DOCUMENT EXTRACT:
##########

In the late 1800s, Edward Bok, the reform-minded editor of Ladies’ Home Journal, launched a crusade against, of all things, the parlour—that pretentious little room, as he saw it, reserved by the Victorians for formal Sunday teas and displaying their dead. Better, he thought, to banish the old-time hats and coats and the corpses in favour of a space for routine family life—call it, he suggested, the living room. The wordplay caught on, part of a trend driven by lengthening life expectancies that made death itself an unmentionable. “In the 19th century, sex was the taboo,” says Stanley Burns, an eye surgeon and medical historian. “In the 20th century, it was death.” Nowhere, oddly enough, was the shift more pronounced than in family photographs.
A hundred years ago, capturing images of dead relatives was de rigueur. Dad’s eyes were glued shut, his mouth closed, his limbs posed in such a manner as to suggest a quick catnap; in one famous example, the deceased sits with a newspaper clasped in his hands as though just nodding off. Widows wore lockets with the dead faces of their husbands, mothers the images of their dead infants—sometimes with open eyes painted in and rose tincture on their cheeks. Yet changing attitudes soon saw post-mortem photography go the way of the parlour.
Now, research suggesting that families benefit from photographs of deceased offspring has brought the practice back. “There’s that pivotal moment, especially after a stillbirth, where mum all of a sudden won’t remember what her baby looked like—and there’s panic,” says Mary MacCormick, head of the Canadian Foundation for the Study of Infant Deaths. Memories of the traumatic days surrounding a difficult birth can also exaggerate a baby’s flaws, haunting parents for years. Hospital staff have battled these anxieties by giving families bereavement kits containing locks of hair, hand- or footprints, and Polaroids. Recently, though, so-called infant bereavement photography has become the domain of professionals.
One charity, Now I Lay Me Down To Sleep, has connected families with photographers since 2005. It started in Denver, Colo., shortly after co-founder Cheryl Haggard, then 37, learned her infant son Maddux wouldn’t survive his first week, and decided to hire the same photographer whose shots of newborns graced the walls of her maternity ward. Sandy Puc’ (pronounced putsch), a specialist in child portraiture, didn’t know what to expect when she arrived to meet Cheryl and her husband, Mike; she soon learned they wanted images of Maddux alive on life support, then “more intimate” shots, as Cheryl puts it—“those skin on skin Madonna portraits”—after disconnecting him. “I did his hands and feet and his little ears, his nose—I photographed every single part that I could so they would have all of it,” says Puc’, who then left the room. Forty-five minutes later, she was invited back. “It was so unearthly,” Puc’ recalls. “Here is this beautiful mom, bare skin, bare chest, with this tiny little sleeping angel in her arms.” Maddux was dead.

##########

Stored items

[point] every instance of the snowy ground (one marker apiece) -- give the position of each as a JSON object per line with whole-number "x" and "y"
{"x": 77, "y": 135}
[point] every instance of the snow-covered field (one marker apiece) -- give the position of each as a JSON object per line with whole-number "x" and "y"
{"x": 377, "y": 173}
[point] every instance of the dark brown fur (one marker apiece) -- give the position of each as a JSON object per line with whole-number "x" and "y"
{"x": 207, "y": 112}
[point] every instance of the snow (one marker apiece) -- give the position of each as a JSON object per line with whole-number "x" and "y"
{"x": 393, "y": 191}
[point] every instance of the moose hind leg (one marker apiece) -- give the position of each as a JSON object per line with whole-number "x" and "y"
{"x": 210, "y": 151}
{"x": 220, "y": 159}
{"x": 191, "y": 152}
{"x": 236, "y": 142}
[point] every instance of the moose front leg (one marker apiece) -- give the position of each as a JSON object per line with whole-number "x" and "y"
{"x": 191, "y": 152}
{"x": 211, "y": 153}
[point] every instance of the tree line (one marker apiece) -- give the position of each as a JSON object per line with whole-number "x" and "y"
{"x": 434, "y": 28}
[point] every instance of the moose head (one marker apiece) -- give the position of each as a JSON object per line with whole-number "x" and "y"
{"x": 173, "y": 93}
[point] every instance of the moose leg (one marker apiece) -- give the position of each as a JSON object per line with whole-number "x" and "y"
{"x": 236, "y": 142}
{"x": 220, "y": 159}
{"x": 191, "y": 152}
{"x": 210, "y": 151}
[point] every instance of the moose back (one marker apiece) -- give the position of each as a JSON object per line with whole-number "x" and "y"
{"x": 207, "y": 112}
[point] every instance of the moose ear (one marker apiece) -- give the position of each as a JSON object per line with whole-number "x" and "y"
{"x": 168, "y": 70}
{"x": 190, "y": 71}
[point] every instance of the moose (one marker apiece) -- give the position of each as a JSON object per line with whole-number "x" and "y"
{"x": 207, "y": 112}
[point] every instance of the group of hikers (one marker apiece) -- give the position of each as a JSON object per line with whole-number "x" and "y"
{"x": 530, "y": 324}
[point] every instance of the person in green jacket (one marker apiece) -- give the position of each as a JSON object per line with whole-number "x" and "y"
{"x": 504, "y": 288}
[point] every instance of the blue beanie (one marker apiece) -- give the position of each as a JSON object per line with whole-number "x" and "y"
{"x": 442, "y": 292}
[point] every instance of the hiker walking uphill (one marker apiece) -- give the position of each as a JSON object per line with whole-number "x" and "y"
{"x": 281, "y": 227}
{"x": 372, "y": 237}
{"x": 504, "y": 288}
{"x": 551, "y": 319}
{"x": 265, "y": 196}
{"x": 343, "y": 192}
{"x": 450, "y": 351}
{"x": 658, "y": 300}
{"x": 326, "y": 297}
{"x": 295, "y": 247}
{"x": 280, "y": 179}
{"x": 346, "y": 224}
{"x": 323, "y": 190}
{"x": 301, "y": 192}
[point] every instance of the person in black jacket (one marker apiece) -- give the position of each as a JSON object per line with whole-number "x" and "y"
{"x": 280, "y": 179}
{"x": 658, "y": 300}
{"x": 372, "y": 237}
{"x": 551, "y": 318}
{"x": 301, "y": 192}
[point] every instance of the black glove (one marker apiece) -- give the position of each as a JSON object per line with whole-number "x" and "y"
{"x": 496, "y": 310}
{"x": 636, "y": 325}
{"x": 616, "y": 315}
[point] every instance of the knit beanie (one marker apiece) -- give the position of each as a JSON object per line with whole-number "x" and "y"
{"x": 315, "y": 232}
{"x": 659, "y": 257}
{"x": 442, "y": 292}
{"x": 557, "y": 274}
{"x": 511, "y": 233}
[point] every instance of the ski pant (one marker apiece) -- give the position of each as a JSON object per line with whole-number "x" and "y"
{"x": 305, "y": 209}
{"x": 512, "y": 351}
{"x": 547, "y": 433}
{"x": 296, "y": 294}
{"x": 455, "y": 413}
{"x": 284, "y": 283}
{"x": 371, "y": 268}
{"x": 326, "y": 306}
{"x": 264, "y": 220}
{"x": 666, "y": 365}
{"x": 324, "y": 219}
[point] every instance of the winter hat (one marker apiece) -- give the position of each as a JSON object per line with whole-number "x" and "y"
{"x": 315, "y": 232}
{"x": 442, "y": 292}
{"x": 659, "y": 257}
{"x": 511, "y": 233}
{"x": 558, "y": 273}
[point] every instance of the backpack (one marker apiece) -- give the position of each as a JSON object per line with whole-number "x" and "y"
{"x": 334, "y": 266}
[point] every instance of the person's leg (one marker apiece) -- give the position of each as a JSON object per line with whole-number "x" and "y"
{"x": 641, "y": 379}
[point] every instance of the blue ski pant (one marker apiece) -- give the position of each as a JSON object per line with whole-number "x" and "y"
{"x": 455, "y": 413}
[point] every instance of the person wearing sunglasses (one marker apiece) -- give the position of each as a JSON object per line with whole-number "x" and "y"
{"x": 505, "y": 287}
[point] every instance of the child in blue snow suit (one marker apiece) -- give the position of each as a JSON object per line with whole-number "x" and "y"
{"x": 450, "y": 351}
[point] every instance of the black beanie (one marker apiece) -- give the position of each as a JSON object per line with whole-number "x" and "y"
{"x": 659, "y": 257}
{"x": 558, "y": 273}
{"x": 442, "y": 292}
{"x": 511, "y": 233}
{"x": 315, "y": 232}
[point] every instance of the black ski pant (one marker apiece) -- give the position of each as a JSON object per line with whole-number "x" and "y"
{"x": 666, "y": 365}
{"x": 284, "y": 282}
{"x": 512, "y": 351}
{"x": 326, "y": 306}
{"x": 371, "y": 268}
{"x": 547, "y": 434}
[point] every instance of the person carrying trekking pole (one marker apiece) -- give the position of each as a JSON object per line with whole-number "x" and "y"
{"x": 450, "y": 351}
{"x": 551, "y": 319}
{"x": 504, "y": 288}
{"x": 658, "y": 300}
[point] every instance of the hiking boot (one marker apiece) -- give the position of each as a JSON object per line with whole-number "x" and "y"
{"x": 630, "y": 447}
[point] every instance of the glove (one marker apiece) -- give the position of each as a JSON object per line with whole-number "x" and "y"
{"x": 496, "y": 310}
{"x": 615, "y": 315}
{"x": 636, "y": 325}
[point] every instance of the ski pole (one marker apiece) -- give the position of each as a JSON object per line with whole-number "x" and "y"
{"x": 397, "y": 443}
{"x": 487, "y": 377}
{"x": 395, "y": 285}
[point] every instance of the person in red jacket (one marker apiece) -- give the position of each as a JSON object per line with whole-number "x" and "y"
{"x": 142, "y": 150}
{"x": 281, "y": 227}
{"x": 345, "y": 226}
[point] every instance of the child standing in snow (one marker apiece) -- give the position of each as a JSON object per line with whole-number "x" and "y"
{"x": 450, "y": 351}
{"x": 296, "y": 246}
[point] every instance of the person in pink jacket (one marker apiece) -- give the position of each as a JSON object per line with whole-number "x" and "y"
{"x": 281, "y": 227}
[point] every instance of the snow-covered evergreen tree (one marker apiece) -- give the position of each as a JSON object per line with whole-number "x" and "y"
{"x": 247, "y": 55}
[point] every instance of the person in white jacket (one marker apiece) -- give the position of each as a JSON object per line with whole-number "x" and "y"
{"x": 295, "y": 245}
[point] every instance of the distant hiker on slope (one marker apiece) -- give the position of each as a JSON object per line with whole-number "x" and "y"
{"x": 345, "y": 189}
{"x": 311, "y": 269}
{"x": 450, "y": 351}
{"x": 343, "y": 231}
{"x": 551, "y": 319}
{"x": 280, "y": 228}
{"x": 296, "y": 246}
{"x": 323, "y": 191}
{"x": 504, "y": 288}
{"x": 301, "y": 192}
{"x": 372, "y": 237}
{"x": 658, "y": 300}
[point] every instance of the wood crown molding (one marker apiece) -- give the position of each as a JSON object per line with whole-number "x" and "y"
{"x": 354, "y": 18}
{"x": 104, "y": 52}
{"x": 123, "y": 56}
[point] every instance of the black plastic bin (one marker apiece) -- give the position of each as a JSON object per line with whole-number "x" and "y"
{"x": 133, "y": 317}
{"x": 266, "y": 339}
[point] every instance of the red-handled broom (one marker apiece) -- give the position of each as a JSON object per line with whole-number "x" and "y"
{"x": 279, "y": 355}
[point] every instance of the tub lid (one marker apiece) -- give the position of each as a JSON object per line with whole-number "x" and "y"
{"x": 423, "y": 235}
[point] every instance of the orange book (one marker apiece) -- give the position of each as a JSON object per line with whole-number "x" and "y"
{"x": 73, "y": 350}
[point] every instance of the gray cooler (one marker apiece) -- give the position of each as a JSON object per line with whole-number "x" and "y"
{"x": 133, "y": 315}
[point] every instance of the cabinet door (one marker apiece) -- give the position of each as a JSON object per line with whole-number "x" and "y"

##########

WORK REQUEST 1:
According to the article on post-mortem photography, since what year has the charity Now I Lay Me Down To Sleep connected families with photographers?
WORK REQUEST 2:
Pick up the article on post-mortem photography after its last sentence and carry it on.

TASK RESPONSE 1:
2005

TASK RESPONSE 2:
Within weeks, Puc’ and Haggard had founded Now I Lay Me Down, relying on just a few photographers. They now have more than 5,000 in over 25 countries, including Canada. The free sessions—valued at between $1,000 and $1,800—are available for offspring aged 25 weeks of gestation and up and have been provided for babies dead as long as 10 days. Images are normally black and white to de-emphasize the discolourations associated with stillborns, say, and computer software is used to soften some detail.
Chicago-based Todd Hochberg has shot deceased infants for over 10 years but uses a documentary style that puts his subjects within a hospital context alongside parents, extended family and health care professionals. “It’s a record of their time together with their baby,” he says. “To validate that they are parents—that this life does matter.” Guenther Krueger, a Ph.D. candidate studying bereavement at Simon Fraser University, says such images help families cope. Though grief was once thought similar to physical healing—“you have a terrible time but you get over it”—Krueger says that’s not what happens: “Parents incorporate this child into their lives.” Burns, who has archived thousands of antique medical photographs and has written books on post-mortem photography, is more blunt: “We are as important as the number of photographs taken of us—to have no pictures at all in this culture is not to have existed.”